Exercise: Take the line with "Exercise. Point out the moored" and all lines after it, through the end of the records below, and repeat them exactly.

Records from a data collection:
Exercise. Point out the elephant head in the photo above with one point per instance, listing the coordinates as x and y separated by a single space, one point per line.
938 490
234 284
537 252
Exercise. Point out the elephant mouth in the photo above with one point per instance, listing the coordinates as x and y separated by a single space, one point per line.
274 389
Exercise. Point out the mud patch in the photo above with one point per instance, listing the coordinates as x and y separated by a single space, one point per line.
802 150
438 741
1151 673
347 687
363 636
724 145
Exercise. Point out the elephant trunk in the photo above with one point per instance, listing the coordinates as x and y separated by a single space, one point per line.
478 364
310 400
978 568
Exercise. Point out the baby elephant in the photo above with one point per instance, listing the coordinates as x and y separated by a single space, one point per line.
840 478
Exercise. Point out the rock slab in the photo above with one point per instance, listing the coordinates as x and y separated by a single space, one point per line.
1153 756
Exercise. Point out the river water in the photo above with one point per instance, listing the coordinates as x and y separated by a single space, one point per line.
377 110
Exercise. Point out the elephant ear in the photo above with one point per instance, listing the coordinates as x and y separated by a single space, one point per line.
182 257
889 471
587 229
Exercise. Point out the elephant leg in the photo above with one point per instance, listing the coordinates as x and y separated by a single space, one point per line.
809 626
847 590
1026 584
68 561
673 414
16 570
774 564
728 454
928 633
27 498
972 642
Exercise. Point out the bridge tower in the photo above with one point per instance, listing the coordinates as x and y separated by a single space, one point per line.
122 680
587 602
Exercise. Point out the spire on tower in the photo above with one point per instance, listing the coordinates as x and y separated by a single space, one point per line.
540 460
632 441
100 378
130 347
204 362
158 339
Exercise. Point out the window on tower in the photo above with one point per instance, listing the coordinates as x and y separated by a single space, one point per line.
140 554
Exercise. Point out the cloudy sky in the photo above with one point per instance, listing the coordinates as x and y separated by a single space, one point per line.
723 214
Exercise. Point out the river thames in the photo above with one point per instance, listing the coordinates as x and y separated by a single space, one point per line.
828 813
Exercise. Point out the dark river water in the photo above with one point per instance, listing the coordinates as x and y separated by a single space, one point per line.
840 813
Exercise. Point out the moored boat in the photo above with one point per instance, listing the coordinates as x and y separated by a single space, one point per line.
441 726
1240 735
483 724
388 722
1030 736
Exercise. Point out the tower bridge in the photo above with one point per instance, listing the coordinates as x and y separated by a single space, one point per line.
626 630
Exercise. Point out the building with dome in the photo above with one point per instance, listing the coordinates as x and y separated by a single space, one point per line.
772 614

Task result:
Exercise. Point out the moored boat in the photo above with one point per instance, listing the coordinates as x and y separated by a single space, one point per line.
441 726
1240 735
483 724
388 722
1030 736
Exercise. Point out the tower bridge in the photo above with one point per instance, listing the coordinates as x and y separated by a single space, one point per line.
626 630
Exercise. Point out the building with dome in the photo above with one point per instance, listing the coordinates as x and y separated by a single space, one point per line.
772 614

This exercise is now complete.